Reproduce word for word the lines that begin with the one containing "Please spot the sunset glow" and end with the one containing "point(187, 236)", including both of those lines.

** BEGIN Material provided **

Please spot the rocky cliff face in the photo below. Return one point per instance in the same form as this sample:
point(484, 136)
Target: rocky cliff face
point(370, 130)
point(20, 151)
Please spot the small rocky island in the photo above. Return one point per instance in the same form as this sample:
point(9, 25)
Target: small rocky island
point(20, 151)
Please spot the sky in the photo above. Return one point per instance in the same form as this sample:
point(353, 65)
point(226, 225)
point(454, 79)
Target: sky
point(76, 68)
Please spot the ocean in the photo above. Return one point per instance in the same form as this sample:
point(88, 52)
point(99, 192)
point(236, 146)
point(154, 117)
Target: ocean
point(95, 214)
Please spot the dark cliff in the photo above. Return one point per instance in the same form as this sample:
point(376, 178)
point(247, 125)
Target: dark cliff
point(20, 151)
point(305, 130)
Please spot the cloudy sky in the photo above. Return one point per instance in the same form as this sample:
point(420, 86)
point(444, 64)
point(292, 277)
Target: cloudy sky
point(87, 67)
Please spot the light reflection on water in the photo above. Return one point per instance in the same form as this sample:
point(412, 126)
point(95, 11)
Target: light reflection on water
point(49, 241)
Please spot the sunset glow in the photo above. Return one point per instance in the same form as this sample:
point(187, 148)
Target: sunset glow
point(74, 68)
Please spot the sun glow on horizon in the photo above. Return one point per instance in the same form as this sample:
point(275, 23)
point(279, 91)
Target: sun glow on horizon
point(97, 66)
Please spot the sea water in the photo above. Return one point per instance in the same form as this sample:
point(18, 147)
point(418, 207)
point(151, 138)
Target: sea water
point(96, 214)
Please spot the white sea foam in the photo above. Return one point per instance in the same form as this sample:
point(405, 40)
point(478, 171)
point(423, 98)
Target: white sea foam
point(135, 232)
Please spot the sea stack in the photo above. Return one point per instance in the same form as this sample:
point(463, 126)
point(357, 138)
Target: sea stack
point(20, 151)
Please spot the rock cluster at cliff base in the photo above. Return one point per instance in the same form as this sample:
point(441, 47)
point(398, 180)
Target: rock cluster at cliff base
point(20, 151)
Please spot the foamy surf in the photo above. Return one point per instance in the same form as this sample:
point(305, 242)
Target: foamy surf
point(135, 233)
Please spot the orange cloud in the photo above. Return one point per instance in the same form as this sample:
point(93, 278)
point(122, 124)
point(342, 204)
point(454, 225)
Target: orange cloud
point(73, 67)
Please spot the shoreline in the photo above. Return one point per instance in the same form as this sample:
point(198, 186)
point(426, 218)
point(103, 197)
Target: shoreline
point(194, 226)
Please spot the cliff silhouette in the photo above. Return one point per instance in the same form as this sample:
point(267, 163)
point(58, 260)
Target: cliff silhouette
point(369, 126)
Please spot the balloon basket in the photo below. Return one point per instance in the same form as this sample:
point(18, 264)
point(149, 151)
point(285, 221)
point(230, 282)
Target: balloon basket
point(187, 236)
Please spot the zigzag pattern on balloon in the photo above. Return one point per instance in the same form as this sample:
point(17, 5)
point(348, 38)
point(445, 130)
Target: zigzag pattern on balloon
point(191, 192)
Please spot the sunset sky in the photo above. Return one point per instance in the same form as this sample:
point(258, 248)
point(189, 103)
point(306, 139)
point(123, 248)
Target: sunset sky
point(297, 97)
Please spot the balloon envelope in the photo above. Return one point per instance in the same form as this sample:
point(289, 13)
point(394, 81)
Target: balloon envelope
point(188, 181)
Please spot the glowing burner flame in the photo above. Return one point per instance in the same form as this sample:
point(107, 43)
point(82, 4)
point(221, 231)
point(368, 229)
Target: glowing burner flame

** END Material provided **
** BEGIN Material provided **

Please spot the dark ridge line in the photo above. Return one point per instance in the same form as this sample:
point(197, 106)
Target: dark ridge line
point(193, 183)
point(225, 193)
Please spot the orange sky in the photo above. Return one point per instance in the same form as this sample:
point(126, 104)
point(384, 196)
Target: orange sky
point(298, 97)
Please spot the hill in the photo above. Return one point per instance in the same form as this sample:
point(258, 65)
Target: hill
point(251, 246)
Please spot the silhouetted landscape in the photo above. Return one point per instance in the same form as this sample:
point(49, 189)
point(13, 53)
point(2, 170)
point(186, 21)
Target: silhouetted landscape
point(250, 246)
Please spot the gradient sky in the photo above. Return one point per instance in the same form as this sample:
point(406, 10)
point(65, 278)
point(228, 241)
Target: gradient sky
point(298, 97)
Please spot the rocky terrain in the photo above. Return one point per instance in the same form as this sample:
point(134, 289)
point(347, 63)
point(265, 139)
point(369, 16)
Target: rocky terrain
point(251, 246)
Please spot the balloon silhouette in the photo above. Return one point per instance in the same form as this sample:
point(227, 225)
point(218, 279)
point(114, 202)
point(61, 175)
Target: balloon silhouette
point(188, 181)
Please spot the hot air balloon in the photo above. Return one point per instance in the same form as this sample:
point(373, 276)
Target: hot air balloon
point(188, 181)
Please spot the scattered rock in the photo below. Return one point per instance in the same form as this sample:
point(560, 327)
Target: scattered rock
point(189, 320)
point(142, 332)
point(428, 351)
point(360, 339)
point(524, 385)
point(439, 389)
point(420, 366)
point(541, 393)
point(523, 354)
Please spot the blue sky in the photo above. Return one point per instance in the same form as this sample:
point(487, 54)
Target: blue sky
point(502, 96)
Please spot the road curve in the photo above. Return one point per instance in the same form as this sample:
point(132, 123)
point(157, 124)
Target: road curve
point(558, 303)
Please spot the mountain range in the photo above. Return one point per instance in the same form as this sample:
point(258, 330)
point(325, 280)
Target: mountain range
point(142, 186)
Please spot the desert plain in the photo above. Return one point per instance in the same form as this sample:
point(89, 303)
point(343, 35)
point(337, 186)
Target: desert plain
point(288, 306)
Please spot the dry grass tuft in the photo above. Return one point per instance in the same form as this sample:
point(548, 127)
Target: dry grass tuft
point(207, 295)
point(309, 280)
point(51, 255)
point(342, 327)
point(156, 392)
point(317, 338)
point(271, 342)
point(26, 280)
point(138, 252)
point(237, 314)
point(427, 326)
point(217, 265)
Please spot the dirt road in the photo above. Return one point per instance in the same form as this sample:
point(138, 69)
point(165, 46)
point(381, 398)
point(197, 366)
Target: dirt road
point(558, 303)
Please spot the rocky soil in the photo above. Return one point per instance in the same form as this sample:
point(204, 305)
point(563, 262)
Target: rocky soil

** END Material provided **

■ Result for this exercise:
Please spot the sunset glow in the photo above. Return one point per instance in the same form as this sample:
point(187, 148)
Target: sunset glow
point(74, 68)
Please spot the sun glow on horizon in the photo above. Return one point per instance in the same form as this sample:
point(275, 23)
point(279, 91)
Target: sun glow on horizon
point(97, 66)
Please spot the sea water in the photo above. Return one point per instance in the same form as this sample:
point(18, 147)
point(418, 207)
point(151, 138)
Target: sea water
point(96, 214)
Please spot the white sea foam in the photo above. Return one point per instance in the same form as this sample:
point(405, 40)
point(478, 171)
point(423, 98)
Target: white sea foam
point(135, 232)
Please spot the sea stack in the photo above. Return one point per instance in the same form as this sample:
point(463, 126)
point(357, 138)
Target: sea stack
point(20, 151)
Please spot the rock cluster at cliff base in the photo above. Return one point per instance in the same form as this sample:
point(441, 47)
point(398, 180)
Target: rock cluster at cliff base
point(20, 151)
Please spot the foamy surf in the photo above. Return one point per instance in the same form as this sample:
point(305, 242)
Target: foamy surf
point(135, 233)
Please spot the orange cloud in the photo above. Return one point per instance in the same form as this sample:
point(93, 278)
point(122, 124)
point(342, 204)
point(454, 225)
Target: orange cloud
point(73, 67)
Please spot the shoreline in the photo above. Return one point per instance in the same form as this sample:
point(198, 186)
point(426, 218)
point(103, 197)
Target: shoreline
point(194, 226)
Please spot the cliff silhouette in the photo above. Return one point per instance in the same form as this sample:
point(267, 163)
point(58, 260)
Target: cliff silhouette
point(369, 126)
Please spot the balloon basket in the photo below. Return one point per instance in the same form as this sample:
point(18, 264)
point(149, 151)
point(285, 221)
point(230, 282)
Target: balloon basket
point(187, 236)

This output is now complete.